EXERCISE DATA:
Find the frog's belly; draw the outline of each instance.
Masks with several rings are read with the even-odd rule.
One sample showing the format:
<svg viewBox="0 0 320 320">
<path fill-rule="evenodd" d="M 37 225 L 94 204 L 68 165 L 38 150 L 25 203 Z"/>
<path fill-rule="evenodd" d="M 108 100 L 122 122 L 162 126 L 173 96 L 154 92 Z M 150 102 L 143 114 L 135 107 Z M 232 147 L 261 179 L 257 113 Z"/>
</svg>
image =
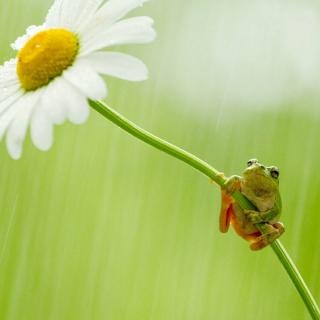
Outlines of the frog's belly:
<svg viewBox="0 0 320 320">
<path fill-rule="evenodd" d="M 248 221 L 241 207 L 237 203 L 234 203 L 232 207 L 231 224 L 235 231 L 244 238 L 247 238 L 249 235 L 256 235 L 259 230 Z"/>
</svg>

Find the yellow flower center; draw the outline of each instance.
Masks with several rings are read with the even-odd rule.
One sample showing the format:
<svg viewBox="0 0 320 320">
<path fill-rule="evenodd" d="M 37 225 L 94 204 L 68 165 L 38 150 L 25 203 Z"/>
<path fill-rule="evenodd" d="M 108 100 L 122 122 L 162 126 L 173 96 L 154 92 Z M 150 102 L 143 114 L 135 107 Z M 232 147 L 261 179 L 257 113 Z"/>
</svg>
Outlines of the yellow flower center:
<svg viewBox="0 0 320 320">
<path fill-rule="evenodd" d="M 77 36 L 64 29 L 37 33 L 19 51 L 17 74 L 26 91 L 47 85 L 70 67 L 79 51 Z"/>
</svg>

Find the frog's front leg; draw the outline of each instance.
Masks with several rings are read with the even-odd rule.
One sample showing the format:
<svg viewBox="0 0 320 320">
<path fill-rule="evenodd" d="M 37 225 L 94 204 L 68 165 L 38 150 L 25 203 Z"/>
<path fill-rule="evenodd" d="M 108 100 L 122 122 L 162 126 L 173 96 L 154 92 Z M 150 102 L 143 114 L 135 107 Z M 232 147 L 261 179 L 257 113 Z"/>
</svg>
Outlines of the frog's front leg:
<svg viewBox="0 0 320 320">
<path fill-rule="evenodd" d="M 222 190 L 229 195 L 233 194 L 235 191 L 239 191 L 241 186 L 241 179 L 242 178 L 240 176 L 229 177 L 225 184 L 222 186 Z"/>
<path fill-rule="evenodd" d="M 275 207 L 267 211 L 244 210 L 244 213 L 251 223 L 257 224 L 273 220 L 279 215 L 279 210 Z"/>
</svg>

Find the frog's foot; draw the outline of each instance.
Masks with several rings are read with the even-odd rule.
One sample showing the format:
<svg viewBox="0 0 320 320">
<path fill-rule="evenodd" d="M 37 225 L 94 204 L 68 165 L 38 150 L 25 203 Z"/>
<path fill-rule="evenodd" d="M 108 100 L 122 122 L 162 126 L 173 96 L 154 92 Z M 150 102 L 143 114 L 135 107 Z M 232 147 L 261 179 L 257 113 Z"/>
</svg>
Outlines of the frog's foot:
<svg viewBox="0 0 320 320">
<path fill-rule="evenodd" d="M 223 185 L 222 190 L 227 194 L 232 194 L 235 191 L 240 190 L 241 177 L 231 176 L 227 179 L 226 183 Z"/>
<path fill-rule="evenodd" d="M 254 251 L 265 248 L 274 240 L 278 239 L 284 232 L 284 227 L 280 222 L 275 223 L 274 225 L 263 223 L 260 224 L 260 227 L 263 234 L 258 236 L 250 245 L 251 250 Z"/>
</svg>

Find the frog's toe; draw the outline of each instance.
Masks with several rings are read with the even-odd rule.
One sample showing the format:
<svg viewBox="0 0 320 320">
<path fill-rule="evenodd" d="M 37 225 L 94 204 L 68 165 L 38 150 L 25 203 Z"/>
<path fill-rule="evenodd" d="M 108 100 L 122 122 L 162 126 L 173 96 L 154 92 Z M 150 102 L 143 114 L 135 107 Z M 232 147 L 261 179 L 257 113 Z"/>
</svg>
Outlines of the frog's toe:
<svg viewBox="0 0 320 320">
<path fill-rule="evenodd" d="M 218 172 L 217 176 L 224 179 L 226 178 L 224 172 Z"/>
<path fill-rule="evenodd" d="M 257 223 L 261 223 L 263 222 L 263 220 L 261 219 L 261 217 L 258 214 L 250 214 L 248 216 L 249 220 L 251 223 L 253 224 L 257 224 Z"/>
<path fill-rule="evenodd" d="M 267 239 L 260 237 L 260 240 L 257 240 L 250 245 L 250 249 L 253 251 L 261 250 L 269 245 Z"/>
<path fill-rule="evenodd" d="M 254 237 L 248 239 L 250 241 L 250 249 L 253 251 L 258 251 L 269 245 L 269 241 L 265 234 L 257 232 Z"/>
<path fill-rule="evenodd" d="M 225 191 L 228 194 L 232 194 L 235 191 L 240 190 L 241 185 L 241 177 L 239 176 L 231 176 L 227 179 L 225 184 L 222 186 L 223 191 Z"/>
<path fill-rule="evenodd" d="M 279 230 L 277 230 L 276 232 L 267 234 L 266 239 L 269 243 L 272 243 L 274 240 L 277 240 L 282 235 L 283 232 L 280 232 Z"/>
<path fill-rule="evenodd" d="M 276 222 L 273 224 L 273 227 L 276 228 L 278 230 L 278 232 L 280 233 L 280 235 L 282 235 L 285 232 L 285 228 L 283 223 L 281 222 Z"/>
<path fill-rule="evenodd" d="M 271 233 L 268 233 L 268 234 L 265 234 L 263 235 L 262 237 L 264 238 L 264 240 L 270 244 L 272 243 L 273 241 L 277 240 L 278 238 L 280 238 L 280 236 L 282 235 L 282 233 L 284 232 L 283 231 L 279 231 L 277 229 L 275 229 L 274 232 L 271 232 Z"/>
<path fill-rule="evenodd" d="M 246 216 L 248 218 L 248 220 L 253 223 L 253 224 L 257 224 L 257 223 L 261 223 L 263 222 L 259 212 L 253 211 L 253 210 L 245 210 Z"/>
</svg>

DIRECTIONS: Each entry, start to finish, goes into your copy exactly; the pictures stay out.

SOLUTION BELOW:
Find the frog's belly; draw the outline of each instance.
Masks with several rings are read with the even-odd rule.
One sample showing the format:
<svg viewBox="0 0 320 320">
<path fill-rule="evenodd" d="M 37 225 L 94 204 L 68 165 L 38 150 L 25 203 Z"/>
<path fill-rule="evenodd" d="M 108 100 L 122 122 L 162 126 L 173 96 L 154 92 Z M 150 102 L 143 114 L 135 107 Z M 232 147 L 261 179 L 257 113 Z"/>
</svg>
image =
Outlines of the frog's belly:
<svg viewBox="0 0 320 320">
<path fill-rule="evenodd" d="M 248 221 L 241 207 L 237 203 L 234 203 L 232 207 L 231 224 L 235 231 L 244 238 L 247 238 L 249 235 L 256 235 L 259 230 Z"/>
</svg>

Find the yellow flower center; draw the outline of each instance.
Masks with several rings are read with the even-odd rule.
One sample showing the format:
<svg viewBox="0 0 320 320">
<path fill-rule="evenodd" d="M 37 225 L 94 204 L 68 165 L 38 150 L 25 203 Z"/>
<path fill-rule="evenodd" d="M 108 100 L 122 122 L 162 126 L 173 96 L 154 92 Z M 150 102 L 143 114 L 135 107 Z M 232 147 L 261 179 L 257 113 Z"/>
</svg>
Outlines of the yellow flower center:
<svg viewBox="0 0 320 320">
<path fill-rule="evenodd" d="M 77 36 L 64 29 L 37 33 L 19 51 L 17 74 L 26 91 L 47 85 L 70 67 L 79 51 Z"/>
</svg>

Find the frog's front leg; draw the outline of each instance.
Masks with several rings are read with the even-odd rule.
One sample showing the format:
<svg viewBox="0 0 320 320">
<path fill-rule="evenodd" d="M 37 225 L 94 204 L 68 165 L 38 150 L 25 203 Z"/>
<path fill-rule="evenodd" d="M 108 100 L 122 122 L 162 126 L 173 96 L 154 92 Z M 150 102 L 143 114 L 135 107 Z M 232 147 L 261 179 L 257 113 Z"/>
</svg>
Outlines of the frog's front leg:
<svg viewBox="0 0 320 320">
<path fill-rule="evenodd" d="M 222 190 L 229 195 L 233 194 L 235 191 L 239 191 L 241 186 L 241 179 L 242 178 L 240 176 L 229 177 L 225 184 L 222 186 Z"/>
<path fill-rule="evenodd" d="M 275 207 L 267 211 L 244 210 L 244 213 L 251 223 L 257 224 L 273 220 L 279 215 L 279 210 Z"/>
</svg>

Find the frog's foot; draw the outline of each instance.
Masks with several rings are read with the even-odd rule.
One sample showing the format:
<svg viewBox="0 0 320 320">
<path fill-rule="evenodd" d="M 37 225 L 94 204 L 68 165 L 38 150 L 25 203 Z"/>
<path fill-rule="evenodd" d="M 108 100 L 122 122 L 162 126 L 173 96 L 154 92 Z M 150 102 L 143 114 L 135 107 Z M 232 147 L 261 179 L 257 113 Z"/>
</svg>
Outlines of the frog's foot:
<svg viewBox="0 0 320 320">
<path fill-rule="evenodd" d="M 223 185 L 222 190 L 227 194 L 232 194 L 235 191 L 240 190 L 241 177 L 231 176 L 227 179 L 226 183 Z"/>
<path fill-rule="evenodd" d="M 254 251 L 265 248 L 274 240 L 278 239 L 284 232 L 284 227 L 280 222 L 275 223 L 274 225 L 263 223 L 260 224 L 260 227 L 263 234 L 258 236 L 250 245 L 251 250 Z"/>
</svg>

Find the frog's toe; draw the outline of each instance.
Masks with several rings are read with the even-odd rule.
One sample showing the format:
<svg viewBox="0 0 320 320">
<path fill-rule="evenodd" d="M 37 225 L 94 204 L 68 165 L 38 150 L 25 203 Z"/>
<path fill-rule="evenodd" d="M 108 100 L 122 122 L 162 126 L 173 96 L 154 92 Z M 150 102 L 143 114 L 135 107 Z M 232 147 L 261 179 L 257 113 Z"/>
</svg>
Outlines of the frog's toe:
<svg viewBox="0 0 320 320">
<path fill-rule="evenodd" d="M 218 172 L 217 176 L 224 179 L 226 178 L 224 172 Z"/>
<path fill-rule="evenodd" d="M 257 223 L 261 223 L 263 222 L 263 220 L 261 219 L 261 217 L 258 214 L 250 214 L 248 216 L 249 220 L 251 223 L 253 224 L 257 224 Z"/>
<path fill-rule="evenodd" d="M 267 239 L 260 237 L 260 240 L 257 240 L 250 245 L 250 249 L 253 251 L 261 250 L 269 245 Z"/>
<path fill-rule="evenodd" d="M 254 237 L 248 239 L 250 241 L 250 249 L 253 251 L 258 251 L 269 245 L 269 241 L 265 234 L 257 232 Z"/>
<path fill-rule="evenodd" d="M 225 191 L 228 194 L 232 194 L 235 191 L 240 190 L 241 185 L 241 177 L 239 176 L 231 176 L 227 179 L 225 184 L 222 186 L 223 191 Z"/>
<path fill-rule="evenodd" d="M 279 230 L 277 230 L 276 232 L 267 234 L 266 239 L 269 243 L 272 243 L 274 240 L 277 240 L 282 235 L 283 232 L 280 232 Z"/>
<path fill-rule="evenodd" d="M 276 222 L 273 224 L 273 227 L 276 228 L 278 230 L 278 232 L 280 233 L 280 235 L 282 235 L 285 232 L 285 228 L 283 223 L 281 222 Z"/>
<path fill-rule="evenodd" d="M 271 233 L 268 233 L 268 234 L 265 234 L 263 235 L 262 237 L 264 238 L 264 240 L 270 244 L 272 243 L 273 241 L 277 240 L 278 238 L 280 238 L 280 236 L 282 235 L 282 233 L 284 232 L 283 231 L 279 231 L 277 229 L 275 229 L 274 232 L 271 232 Z"/>
<path fill-rule="evenodd" d="M 246 216 L 248 218 L 248 220 L 253 223 L 253 224 L 257 224 L 257 223 L 261 223 L 263 222 L 259 212 L 253 211 L 253 210 L 245 210 Z"/>
</svg>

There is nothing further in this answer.